At the time, production from the platform was already shut down to allow pre-planned maintenance work to be carried out on its compressors.
EnQuest said it had since “reviewed all options for a potential restart” of what is a “late-life asset”, but concluded that bringing forward decommissioning was the better option.
An EnQuest spokeswoman said the firm would work with regulators to secure necessary approvals to deliver a safe and efficient decommissioning programme.
About 130 people were working on Heather Alpha during its maintenance shutdown in October.
The spokeswoman said EnQuest was “already engaged in speaking to staff and contractors to clarify plans to continue safe and efficient operations during the decommissioning phase of this asset”.
The Heather field was discovered in 1973 and developed by operator Unocal, with a fixed, steel platform.
Production began in 1978, reaching a peak of 36,000 barrels of oil equivalent per day in 1982.
The license operatorship subsequently changed to DNO in 1996, then to Lundin in 2004.
EnQuest became the operator in 2010, when it was formed from the demerged UK North Sea assets of Petrofac and Lundin.
EnQuest held a 100% interest in Heather while it was in production. Its decommissioning liability is 37.5%.
The company said it would weigh up options for continuing production from the Broom field, which was developed as a subsea tieback to Heather and came on stream in 2004.

* [Information supplied]:
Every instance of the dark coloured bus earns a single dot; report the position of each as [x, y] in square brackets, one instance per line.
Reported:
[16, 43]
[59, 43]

* [Prompt]:
In the passage on the Heather field, what peak daily output did production reach, and in which year?

* [Final result]:
36,000 barrels of oil equivalent per day, in 1982.